# What is the best solution for Unix file sharing for heterogeneous networks?



## sdf (Aug 26, 2018)

Hello everyone,

What is the best way to share files on a network with different client operating systems? Or is Samba the best even with the Windows clients? Is there a better alternative, such as OpenAFS?

Thanks.


----------



## Bobi B. (Aug 26, 2018)

Best provide details regarding those other client operating systems. Unixes (Lines)? Windows (which versions)? I remember there is an optional NFS client feature in Windows Professional, not sure how stable it works, tho. What kind of security and auditing you require?


----------



## sdf (Aug 26, 2018)

Such as Windows 10 and MacOS 10. Do you mean Windows Services for UNIX that has been discontinued?


----------



## Bobi B. (Aug 26, 2018)

There are Services for NFS in Windows 10 Pro, as an optional feature: Programs and Features -> Turn Windows features on or off -> Services for NFS / Client for NFS.


----------



## kpa (Aug 26, 2018)

I ended up using net/samba48 for my windows clients and sftp(1) for anything that talks native SFTP. NFS is certainly nice but comes with its own baggage and I wouldn't trust the windows NFS client to be on par with systems where it's actually used all the time.


----------



## sdf (Aug 26, 2018)

I am still learning Samba, but I feel it is a bit complicated. I haven't configured it, Now thinking, if in a production environment, Windows Server may be a better choice and the best partner with the Windows client.


----------



## ShelLuser (Aug 26, 2018)

Samba hasn't have to be that complicated though. Also because there are plenty of sane default settings which the daemon will use. At best you set the workgroup, server name, and if you want it to operate as a master browser.

Optionally you can configure logging and then all there's left are the individual shares. Name, browseable, read only and guest access.

It really can be that simple.


----------



## kpa (Aug 26, 2018)

I went with the standalone (I think that's what it's called) setup on SAMBA, I have absolutely no use for a domain controller on my environment. It's dead simple to set up.


----------

◆ ◆ ◆

- [Stated problem]
Rewrite the paragraph beginning "I ended up using net/samba48" from the forum thread on Unix file sharing above as a short bulleted list that keeps its main facts.

- [Recorded data]
◆ ◆ ◆

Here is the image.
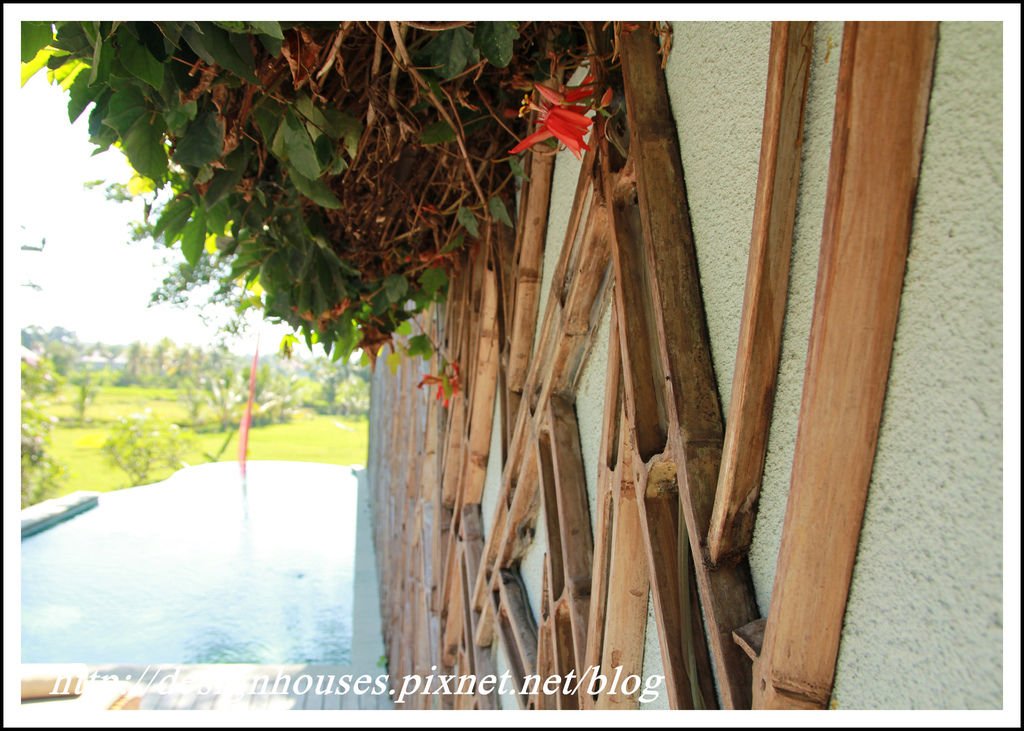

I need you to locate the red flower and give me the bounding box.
[509,84,594,159]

◆ ◆ ◆

- [Result of the task]
- Windows clients use net/samba48.
- Anything that speaks SFTP natively uses sftp(1).
- NFS is nice but has its own baggage.
- The Windows NFS client isn't trusted to match systems where NFS is used all the time.